# Chrome Plating



## 53Phantom (Aug 18, 2010)

Who are you guys using to do chrome plating by mail? Noone in Fort Worth wants to mess with bicycle parts for some reason. Thanks!


----------



## yewhi (Aug 19, 2010)

Don't know about mail, but I use these guys.  They're local to me and reasonable.  They also do a very nice job.  You could try them they might take things by mail.

http://www.decometalfinishing.com/


----------



## HIGGINSFOREVER (Aug 19, 2010)

I have used proctors metal finishing in muskegon mi.Very happy with there work,I sent the parts and they got back to me with a price that was reasonable.turn around time was about 4 weeks. 800-383-4277


----------



## partsguy (Aug 19, 2010)

Chrome plating is VERY expensive. If you can find a better part, buy it. If it is something just irreplaceable, then chrome plate it, but I'm warning you...it's pricey.


----------



## 53Phantom (Aug 19, 2010)

Yes it is expensive but, I just need some handlbars re-plated which shouldnt cost over $50.00. I have them prepped and ready . These are hard to find Torringtons and I want to keep them with the bike.


----------



## MartyW (Aug 20, 2010)

yewhi said:


> Don't know about mail, but I use these guys.  They're local to me and reasonable.  They also do a very nice job.  You could try them they might take things by mail.

**Your goal:**
Can you return the chrome plating thread word for word, from its title to its last line? The data below has nothing to do with the chrome plating thread.

**Data excerpts:**
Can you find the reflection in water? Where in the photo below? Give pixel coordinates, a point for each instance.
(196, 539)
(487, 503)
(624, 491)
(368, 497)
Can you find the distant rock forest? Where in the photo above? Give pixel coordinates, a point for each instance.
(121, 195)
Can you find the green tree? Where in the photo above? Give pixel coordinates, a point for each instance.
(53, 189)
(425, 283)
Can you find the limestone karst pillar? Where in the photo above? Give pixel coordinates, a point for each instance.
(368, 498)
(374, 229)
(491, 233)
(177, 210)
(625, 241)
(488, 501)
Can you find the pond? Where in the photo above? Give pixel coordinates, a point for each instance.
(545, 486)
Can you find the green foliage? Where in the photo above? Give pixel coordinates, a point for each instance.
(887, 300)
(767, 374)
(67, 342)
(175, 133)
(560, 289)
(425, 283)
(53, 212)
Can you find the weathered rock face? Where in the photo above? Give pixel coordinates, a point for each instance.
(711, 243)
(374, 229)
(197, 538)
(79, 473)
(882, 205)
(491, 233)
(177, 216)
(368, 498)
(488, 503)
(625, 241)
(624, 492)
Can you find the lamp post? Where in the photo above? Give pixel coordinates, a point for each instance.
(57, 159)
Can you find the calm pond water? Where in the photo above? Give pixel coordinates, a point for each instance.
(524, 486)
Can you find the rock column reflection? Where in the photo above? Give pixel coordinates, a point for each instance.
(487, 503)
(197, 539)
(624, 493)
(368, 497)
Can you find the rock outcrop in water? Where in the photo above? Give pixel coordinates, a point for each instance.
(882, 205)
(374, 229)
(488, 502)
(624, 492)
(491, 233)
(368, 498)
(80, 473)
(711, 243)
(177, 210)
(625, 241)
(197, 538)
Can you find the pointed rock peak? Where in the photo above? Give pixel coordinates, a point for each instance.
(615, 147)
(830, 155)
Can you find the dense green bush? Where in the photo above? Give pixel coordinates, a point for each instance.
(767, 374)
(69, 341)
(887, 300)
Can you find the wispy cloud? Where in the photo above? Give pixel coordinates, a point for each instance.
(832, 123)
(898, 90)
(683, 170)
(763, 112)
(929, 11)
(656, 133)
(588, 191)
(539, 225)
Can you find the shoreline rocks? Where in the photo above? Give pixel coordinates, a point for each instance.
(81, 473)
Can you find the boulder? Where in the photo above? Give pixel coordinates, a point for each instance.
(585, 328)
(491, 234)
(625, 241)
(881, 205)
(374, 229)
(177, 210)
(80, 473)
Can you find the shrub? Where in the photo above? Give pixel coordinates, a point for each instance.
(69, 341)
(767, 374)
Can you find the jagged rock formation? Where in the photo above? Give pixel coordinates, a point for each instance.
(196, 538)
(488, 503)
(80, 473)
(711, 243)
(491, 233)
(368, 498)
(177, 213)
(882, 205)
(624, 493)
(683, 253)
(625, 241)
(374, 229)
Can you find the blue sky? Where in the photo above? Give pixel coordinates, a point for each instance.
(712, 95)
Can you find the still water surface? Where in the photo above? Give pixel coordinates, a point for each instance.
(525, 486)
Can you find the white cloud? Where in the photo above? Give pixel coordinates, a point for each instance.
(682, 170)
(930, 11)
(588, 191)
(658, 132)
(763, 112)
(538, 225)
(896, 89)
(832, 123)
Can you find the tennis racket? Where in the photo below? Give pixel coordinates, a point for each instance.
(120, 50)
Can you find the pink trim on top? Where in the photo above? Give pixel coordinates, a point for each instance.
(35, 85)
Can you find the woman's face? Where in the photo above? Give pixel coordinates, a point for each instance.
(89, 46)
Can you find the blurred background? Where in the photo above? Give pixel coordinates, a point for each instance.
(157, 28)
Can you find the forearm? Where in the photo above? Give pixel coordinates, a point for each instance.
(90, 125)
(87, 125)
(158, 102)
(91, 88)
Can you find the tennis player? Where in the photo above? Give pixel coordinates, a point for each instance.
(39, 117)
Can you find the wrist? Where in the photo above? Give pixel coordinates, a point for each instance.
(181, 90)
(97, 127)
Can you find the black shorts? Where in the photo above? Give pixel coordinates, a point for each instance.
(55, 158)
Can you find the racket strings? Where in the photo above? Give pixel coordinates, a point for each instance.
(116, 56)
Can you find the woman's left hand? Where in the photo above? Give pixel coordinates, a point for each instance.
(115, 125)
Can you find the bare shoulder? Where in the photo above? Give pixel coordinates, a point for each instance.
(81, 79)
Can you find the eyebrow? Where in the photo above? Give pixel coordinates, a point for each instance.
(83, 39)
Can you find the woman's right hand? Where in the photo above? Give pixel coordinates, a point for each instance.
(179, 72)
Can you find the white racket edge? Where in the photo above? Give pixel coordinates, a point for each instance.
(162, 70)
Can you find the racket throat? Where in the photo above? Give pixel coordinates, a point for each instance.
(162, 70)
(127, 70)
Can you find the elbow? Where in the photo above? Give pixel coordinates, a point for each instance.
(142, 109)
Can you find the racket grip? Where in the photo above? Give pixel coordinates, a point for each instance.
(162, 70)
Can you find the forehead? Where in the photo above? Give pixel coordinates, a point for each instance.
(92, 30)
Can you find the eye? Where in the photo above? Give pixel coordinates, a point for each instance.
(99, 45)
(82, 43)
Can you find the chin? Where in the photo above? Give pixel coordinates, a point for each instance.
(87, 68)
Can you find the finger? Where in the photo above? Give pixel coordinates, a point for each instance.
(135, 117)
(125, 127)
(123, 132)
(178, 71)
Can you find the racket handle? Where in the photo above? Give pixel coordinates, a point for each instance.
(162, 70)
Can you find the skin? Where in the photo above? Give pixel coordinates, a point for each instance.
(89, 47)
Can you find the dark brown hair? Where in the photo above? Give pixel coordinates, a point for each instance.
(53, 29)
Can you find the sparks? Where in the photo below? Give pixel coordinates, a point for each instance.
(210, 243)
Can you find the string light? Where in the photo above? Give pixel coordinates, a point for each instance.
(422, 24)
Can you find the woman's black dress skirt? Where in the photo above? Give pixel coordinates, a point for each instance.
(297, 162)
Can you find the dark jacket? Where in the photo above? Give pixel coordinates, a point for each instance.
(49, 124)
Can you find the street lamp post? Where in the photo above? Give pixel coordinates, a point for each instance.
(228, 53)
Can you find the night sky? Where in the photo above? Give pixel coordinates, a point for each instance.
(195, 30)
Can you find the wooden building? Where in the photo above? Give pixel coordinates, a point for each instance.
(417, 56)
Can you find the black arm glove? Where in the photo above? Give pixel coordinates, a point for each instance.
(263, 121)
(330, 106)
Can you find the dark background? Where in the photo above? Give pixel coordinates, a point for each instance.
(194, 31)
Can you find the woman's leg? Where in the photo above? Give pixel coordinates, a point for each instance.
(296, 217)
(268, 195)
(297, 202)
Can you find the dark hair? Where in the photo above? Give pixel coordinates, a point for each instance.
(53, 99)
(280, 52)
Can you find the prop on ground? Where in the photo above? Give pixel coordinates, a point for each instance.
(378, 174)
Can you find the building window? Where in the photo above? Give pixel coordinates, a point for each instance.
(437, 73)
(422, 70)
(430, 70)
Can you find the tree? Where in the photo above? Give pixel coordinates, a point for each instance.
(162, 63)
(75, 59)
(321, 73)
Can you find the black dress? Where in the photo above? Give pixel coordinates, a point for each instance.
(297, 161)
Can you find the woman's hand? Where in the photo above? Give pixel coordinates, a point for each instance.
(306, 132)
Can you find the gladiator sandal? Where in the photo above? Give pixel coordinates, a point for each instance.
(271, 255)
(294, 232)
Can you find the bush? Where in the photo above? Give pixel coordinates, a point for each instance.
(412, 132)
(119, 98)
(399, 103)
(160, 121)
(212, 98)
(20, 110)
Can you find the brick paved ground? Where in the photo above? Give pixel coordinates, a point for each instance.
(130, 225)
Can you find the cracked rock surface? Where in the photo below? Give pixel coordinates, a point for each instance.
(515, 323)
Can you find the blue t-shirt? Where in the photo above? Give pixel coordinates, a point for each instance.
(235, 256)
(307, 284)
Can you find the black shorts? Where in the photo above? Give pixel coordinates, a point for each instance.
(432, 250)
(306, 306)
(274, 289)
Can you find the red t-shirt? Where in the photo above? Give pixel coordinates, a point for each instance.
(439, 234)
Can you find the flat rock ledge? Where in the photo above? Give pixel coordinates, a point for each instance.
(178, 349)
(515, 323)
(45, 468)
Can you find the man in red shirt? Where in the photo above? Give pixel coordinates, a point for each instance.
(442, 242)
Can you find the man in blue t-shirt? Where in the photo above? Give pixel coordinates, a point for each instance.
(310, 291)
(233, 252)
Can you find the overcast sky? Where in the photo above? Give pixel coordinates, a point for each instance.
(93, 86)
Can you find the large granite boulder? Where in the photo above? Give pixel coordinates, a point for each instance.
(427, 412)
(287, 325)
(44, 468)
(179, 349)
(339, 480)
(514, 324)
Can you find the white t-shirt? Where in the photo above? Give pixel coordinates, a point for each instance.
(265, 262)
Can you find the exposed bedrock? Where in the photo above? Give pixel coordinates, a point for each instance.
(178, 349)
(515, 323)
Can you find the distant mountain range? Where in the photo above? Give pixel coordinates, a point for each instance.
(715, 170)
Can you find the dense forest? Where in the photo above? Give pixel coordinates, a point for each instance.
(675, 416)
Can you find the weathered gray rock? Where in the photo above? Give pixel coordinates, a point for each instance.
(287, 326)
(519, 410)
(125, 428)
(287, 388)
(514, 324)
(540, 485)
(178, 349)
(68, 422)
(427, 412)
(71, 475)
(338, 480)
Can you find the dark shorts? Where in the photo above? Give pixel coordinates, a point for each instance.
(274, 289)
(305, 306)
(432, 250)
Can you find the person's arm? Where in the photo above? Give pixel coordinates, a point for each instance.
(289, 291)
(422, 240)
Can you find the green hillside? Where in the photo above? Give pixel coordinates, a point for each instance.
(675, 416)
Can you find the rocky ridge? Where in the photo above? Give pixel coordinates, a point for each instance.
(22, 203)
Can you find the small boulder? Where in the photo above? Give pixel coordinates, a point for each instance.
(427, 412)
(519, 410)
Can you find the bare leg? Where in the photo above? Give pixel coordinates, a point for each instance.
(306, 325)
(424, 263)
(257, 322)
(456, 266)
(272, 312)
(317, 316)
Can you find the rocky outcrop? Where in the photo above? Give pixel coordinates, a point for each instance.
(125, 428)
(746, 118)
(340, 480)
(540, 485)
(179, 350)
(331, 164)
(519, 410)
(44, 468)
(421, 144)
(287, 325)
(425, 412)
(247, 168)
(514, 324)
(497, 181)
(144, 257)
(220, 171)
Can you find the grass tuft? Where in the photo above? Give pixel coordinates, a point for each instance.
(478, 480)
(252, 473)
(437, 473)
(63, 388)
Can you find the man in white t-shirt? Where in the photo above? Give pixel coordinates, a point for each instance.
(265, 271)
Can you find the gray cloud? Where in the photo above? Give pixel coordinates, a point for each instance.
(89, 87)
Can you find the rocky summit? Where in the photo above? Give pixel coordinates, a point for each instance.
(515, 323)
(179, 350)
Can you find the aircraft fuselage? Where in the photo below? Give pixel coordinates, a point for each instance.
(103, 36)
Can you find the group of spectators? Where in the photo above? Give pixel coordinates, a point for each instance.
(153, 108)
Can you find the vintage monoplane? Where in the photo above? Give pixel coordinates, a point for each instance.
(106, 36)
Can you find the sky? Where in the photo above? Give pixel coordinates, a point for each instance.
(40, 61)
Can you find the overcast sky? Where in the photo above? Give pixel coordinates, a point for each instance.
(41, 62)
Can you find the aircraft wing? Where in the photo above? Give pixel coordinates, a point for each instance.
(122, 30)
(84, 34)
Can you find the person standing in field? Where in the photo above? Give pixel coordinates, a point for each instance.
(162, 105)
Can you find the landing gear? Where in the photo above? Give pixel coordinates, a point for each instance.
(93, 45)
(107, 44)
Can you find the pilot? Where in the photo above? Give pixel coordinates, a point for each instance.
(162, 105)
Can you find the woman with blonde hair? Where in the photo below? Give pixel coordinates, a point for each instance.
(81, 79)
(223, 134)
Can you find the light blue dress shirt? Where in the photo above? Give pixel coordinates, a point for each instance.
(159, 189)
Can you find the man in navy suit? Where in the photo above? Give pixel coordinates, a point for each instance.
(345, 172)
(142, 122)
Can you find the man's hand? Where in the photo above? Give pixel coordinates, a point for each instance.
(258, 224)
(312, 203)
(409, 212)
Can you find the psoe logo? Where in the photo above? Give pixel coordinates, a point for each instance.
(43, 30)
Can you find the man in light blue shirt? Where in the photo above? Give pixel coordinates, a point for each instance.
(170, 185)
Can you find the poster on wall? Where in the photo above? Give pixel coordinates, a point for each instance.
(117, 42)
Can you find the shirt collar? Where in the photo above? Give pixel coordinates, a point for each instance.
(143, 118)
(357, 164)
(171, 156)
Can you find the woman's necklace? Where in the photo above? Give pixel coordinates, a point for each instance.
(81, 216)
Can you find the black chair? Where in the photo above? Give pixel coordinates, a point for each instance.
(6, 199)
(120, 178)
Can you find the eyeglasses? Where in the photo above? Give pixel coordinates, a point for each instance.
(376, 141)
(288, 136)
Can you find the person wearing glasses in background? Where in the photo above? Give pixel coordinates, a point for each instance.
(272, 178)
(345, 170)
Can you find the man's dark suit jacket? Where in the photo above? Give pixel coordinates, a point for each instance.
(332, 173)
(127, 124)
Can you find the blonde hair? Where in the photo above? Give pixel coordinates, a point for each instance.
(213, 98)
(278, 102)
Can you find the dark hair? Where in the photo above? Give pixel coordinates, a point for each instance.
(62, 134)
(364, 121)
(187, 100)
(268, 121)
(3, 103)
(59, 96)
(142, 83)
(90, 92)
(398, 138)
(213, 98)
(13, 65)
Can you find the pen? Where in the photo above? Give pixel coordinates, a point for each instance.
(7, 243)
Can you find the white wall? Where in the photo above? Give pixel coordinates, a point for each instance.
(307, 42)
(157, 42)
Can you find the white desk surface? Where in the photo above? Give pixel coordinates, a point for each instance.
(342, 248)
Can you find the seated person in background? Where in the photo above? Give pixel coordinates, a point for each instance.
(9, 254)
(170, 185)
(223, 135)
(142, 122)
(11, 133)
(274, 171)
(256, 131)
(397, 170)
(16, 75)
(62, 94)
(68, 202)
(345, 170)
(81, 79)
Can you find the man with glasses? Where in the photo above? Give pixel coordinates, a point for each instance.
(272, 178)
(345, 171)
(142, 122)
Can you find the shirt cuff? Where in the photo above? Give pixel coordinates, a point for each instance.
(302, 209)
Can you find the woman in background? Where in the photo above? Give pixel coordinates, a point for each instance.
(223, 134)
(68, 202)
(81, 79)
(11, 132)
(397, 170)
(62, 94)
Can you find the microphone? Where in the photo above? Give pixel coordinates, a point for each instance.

**Result of this exercise:**
# Chrome Plating



## 53Phantom (Aug 18, 2010)

Who are you guys using to do chrome plating by mail? Noone in Fort Worth wants to mess with bicycle parts for some reason. Thanks!


----------



## yewhi (Aug 19, 2010)

Don't know about mail, but I use these guys.  They're local to me and reasonable.  They also do a very nice job.  You could try them they might take things by mail.

http://www.decometalfinishing.com/


----------



## HIGGINSFOREVER (Aug 19, 2010)

I have used proctors metal finishing in muskegon mi.Very happy with there work,I sent the parts and they got back to me with a price that was reasonable.turn around time was about 4 weeks. 800-383-4277


----------



## partsguy (Aug 19, 2010)

Chrome plating is VERY expensive. If you can find a better part, buy it. If it is something just irreplaceable, then chrome plate it, but I'm warning you...it's pricey.


----------



## 53Phantom (Aug 19, 2010)

Yes it is expensive but, I just need some handlbars re-plated which shouldnt cost over $50.00. I have them prepped and ready . These are hard to find Torringtons and I want to keep them with the bike.


----------



## MartyW (Aug 20, 2010)

yewhi said:


> Don't know about mail, but I use these guys.  They're local to me and reasonable.  They also do a very nice job.  You could try them they might take things by mail.